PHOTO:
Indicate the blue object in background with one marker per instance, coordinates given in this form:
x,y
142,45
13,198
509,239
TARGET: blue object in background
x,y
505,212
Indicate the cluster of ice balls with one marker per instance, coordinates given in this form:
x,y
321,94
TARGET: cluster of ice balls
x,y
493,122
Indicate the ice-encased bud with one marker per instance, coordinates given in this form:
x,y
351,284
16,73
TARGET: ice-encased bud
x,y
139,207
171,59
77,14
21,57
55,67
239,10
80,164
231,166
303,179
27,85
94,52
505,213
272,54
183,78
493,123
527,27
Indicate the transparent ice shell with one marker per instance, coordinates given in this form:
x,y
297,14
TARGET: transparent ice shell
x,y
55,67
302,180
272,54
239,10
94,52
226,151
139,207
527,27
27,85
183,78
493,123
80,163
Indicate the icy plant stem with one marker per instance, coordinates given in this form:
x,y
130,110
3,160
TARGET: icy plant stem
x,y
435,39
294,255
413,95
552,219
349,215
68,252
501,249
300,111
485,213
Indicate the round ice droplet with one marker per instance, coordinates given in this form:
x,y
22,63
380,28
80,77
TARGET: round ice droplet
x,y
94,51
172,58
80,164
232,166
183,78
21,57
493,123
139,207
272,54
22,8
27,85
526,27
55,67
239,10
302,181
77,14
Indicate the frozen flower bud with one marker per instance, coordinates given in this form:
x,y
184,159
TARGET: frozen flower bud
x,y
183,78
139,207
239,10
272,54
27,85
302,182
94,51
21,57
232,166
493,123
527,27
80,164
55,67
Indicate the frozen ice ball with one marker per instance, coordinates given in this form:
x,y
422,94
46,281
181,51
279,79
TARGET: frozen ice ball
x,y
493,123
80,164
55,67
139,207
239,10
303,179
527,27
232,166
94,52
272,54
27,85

GIVEN INSTRUCTION: Exactly reproduce all of the entries.

CORRECT RESULT:
PHOTO:
Indicate the blue object in background with one marker per instance, coordinates given in this form:
x,y
142,45
13,198
509,239
TARGET: blue object in background
x,y
505,212
Indicate the cluster of ice balls with one marker per instance, coordinates given in this form:
x,y
321,94
TARGET: cluster of ice balls
x,y
493,122
Indicate the ice-encased bud with one marker per instance, coordinates given in this form:
x,y
351,284
16,73
TARGET: ice-encased bud
x,y
139,207
171,59
77,14
21,57
55,67
239,10
80,164
231,166
303,179
27,85
94,52
505,213
272,54
183,78
493,123
527,27
Indicate the transparent ice shell with one marker per instance, coordinates given in this form:
x,y
297,14
TARGET: transparent ice shell
x,y
55,67
302,180
272,54
239,10
94,52
226,151
139,207
527,27
27,85
183,78
493,123
80,163
Indicate the icy plant stem with one marker per instance, coordinates given in this form:
x,y
130,110
3,160
TARGET: icy plant stem
x,y
435,39
294,255
413,95
552,219
349,215
68,252
501,249
300,111
485,213
Indicate the round ice droplet with one marker per instance, coordinates given in this form:
x,y
22,63
380,28
80,77
TARGET: round ice droplet
x,y
94,51
172,58
80,164
232,166
183,78
21,57
493,123
139,207
272,54
22,8
27,85
526,27
55,67
239,10
302,181
77,14
Indicate the frozen flower bud with one marker per instance, coordinates given in this form:
x,y
184,159
TARGET: frozen flower bud
x,y
183,78
139,207
239,10
272,54
27,85
302,182
94,51
21,57
232,166
493,123
527,27
80,164
55,67
Indicate the frozen ice ball with one marker per instance, coordinates given in this form:
x,y
422,94
46,281
181,51
279,79
TARGET: frozen ice ball
x,y
493,123
80,164
55,67
139,207
239,10
303,179
527,27
232,166
94,52
272,54
27,85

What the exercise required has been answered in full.